### Exercise requirements
Quote the book review of The Prez below in full, word for word.

### Excerpt provided
________________________________________

BOOK REVIEW: DAVID SPITERI THE PREZ. Harper Collins Publishers, Sydney, 2012 (500 pages).


David Spiteri, 63, grew up in western Sydney and was a founding member of one of Australia’s first outlaw motorcycle clubs in the late 1960s. In The Prez, a True Crime memoir, Spiteri fictionalizes his involvement and knowledge of bikie culture up until 1985. The writing is raw, but remarkably accessible and despite the massive size of this book, it is always geared to keep you reading, its throttle cracking wide open, taking you further into the depths of the writer's world. Spiteri is remarkably candid and offers his readers a wealth of credible and highly entertaining anecdotes about motorcycle club sub-culture in Australia.

Spiteri started writing the book about ten years ago while he was recovering in hospital from a serious motorcycle accident. His mates dropped off some books for him to read which were mostly about bikies. He found them exploitive, sensationalist and lacking in soul. He thought he could write better shit and had a good story within him to tell. It took him about seven years to write his book in long hand in big block letters in numerous exercise books. He eventually teamed up with editor Tim Harris who has done an outstanding job in humping into shape Spiteri’s sprawling recollections. As the blurb on the front cover states, Spiteri has had to change the real names of the people involved and to obscure the actual events, such as the 1984 Milperra Massacre, but he insists that ‘what is in the book is 100% true.’

The Prez is a third person narrative told largely from the perspective of Peter Winifred. It charts his beginnings as an eleven year-old in Fairfield, in Sydney’s west, selling horse shit door-to-door with the aim of saving to buy a neighbour’s 250 cc motorbike. When a local fails to pay-up for his shit he learns his first valuable lesson: ‘cash only, no credit.’ He takes a tomahawk to the woman’s prized rose bushes and donates them to the church and they are used as altar flowers.

________________________________________

(Referring-expression pointing data)
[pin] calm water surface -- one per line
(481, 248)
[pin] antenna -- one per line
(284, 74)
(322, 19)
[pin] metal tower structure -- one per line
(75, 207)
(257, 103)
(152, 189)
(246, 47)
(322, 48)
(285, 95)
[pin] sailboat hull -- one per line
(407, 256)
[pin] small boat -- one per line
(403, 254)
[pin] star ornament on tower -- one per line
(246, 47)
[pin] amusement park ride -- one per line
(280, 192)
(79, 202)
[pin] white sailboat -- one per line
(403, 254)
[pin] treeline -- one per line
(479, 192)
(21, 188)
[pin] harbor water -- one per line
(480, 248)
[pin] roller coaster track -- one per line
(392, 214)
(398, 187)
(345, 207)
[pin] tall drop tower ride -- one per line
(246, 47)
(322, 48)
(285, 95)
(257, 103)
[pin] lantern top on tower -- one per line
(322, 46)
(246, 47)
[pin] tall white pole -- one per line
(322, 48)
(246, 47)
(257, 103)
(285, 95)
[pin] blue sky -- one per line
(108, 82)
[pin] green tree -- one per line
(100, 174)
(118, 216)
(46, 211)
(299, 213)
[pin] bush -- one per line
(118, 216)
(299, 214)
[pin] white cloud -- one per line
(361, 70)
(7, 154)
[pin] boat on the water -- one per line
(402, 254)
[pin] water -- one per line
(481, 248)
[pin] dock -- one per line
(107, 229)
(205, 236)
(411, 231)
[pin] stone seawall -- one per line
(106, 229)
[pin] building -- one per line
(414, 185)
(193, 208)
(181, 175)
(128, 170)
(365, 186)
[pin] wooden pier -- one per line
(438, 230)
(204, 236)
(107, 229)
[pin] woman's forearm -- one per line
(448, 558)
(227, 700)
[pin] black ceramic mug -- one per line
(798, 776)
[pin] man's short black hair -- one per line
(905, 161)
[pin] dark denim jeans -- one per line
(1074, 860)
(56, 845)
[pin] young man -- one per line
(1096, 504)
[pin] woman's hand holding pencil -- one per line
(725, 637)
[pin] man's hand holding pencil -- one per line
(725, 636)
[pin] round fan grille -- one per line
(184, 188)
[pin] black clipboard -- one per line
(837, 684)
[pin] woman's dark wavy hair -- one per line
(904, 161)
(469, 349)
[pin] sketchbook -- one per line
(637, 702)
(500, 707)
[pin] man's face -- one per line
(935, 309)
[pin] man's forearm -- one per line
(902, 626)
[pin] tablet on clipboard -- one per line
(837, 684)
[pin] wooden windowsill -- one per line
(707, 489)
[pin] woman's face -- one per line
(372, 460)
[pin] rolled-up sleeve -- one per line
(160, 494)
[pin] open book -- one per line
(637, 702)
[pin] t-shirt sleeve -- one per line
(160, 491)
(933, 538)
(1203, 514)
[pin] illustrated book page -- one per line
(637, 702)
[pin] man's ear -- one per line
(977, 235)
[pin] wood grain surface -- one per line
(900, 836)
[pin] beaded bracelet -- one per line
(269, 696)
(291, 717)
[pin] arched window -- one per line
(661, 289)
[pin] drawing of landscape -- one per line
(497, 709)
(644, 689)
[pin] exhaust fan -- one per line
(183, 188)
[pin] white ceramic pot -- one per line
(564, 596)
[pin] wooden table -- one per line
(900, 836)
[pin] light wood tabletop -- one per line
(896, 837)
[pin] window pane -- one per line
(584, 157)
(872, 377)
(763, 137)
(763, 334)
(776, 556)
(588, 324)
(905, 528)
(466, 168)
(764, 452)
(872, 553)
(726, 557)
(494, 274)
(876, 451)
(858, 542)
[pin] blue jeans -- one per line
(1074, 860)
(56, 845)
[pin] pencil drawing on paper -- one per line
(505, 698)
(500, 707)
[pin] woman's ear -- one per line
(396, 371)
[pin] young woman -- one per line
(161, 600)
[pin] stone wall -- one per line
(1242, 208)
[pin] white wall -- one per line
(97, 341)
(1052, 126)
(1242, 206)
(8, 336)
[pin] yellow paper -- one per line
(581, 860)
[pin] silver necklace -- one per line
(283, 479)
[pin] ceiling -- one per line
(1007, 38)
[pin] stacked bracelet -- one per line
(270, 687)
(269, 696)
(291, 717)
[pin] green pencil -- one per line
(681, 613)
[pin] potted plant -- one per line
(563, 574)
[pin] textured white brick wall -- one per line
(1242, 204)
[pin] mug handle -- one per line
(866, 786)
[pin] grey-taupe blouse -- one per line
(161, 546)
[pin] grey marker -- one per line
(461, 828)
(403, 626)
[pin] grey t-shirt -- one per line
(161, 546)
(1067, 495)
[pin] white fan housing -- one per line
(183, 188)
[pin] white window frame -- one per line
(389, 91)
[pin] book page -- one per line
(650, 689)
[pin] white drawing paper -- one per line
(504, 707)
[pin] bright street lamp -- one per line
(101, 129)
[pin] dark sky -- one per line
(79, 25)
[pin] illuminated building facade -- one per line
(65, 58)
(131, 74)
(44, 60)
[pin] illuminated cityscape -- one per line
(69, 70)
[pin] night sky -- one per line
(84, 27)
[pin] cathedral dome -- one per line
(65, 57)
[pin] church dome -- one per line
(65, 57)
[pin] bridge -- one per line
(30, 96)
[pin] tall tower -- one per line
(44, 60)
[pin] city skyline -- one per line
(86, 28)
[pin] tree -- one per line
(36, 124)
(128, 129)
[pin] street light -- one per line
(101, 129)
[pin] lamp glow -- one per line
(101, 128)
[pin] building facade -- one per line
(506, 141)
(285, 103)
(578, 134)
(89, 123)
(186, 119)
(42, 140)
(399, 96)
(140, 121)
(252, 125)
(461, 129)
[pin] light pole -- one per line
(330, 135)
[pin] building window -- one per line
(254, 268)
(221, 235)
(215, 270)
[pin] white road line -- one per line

________________________________________

### Result below
BOOK REVIEW: DAVID SPITERI THE PREZ. Harper Collins Publishers, Sydney, 2012 (500 pages).


David Spiteri, 63, grew up in western Sydney and was a founding member of one of Australia’s first outlaw motorcycle clubs in the late 1960s. In The Prez, a True Crime memoir, Spiteri fictionalizes his involvement and knowledge of bikie culture up until 1985. The writing is raw, but remarkably accessible and despite the massive size of this book, it is always geared to keep you reading, its throttle cracking wide open, taking you further into the depths of the writer's world. Spiteri is remarkably candid and offers his readers a wealth of credible and highly entertaining anecdotes about motorcycle club sub-culture in Australia.

Spiteri started writing the book about ten years ago while he was recovering in hospital from a serious motorcycle accident. His mates dropped off some books for him to read which were mostly about bikies. He found them exploitive, sensationalist and lacking in soul. He thought he could write better shit and had a good story within him to tell. It took him about seven years to write his book in long hand in big block letters in numerous exercise books. He eventually teamed up with editor Tim Harris who has done an outstanding job in humping into shape Spiteri’s sprawling recollections. As the blurb on the front cover states, Spiteri has had to change the real names of the people involved and to obscure the actual events, such as the 1984 Milperra Massacre, but he insists that ‘what is in the book is 100% true.’

The Prez is a third person narrative told largely from the perspective of Peter Winifred. It charts his beginnings as an eleven year-old in Fairfield, in Sydney’s west, selling horse shit door-to-door with the aim of saving to buy a neighbour’s 250 cc motorbike. When a local fails to pay-up for his shit he learns his first valuable lesson: ‘cash only, no credit.’ He takes a tomahawk to the woman’s prized rose bushes and donates them to the church and they are used as altar flowers.